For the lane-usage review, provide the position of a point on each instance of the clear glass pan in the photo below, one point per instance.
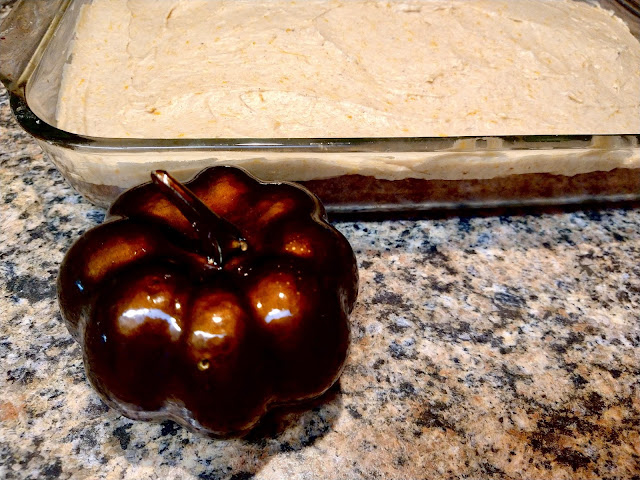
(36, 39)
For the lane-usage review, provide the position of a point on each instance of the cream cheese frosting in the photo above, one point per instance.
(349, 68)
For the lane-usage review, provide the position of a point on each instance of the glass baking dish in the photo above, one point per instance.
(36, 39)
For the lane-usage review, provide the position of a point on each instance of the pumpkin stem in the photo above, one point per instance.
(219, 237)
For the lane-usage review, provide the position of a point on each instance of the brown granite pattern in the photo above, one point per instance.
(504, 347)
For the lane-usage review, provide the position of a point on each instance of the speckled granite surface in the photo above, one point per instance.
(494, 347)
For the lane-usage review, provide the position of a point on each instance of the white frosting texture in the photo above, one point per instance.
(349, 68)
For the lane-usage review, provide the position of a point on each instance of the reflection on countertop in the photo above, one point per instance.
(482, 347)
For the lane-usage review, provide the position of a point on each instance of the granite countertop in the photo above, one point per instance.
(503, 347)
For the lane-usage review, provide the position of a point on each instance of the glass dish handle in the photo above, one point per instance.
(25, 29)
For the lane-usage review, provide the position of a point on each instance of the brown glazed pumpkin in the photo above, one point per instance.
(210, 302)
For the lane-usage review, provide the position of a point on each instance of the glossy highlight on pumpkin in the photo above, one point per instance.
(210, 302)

----

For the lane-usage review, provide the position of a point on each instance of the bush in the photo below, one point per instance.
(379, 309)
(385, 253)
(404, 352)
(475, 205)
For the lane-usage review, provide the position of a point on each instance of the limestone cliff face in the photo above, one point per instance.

----

Exercise aim ::
Your answer must be the lines above from the one containing "of the bush" to the one containing "of the limestone", both included, restated word for word.

Response to the exercise ::
For the lane-usage review, provide the position of a point on each instance of the bush in the photo below, one point per instance.
(379, 309)
(385, 253)
(404, 352)
(475, 205)
For the lane-usage review, provide the position of a point on each instance of the limestone cliff face in the photo above, one point per instance.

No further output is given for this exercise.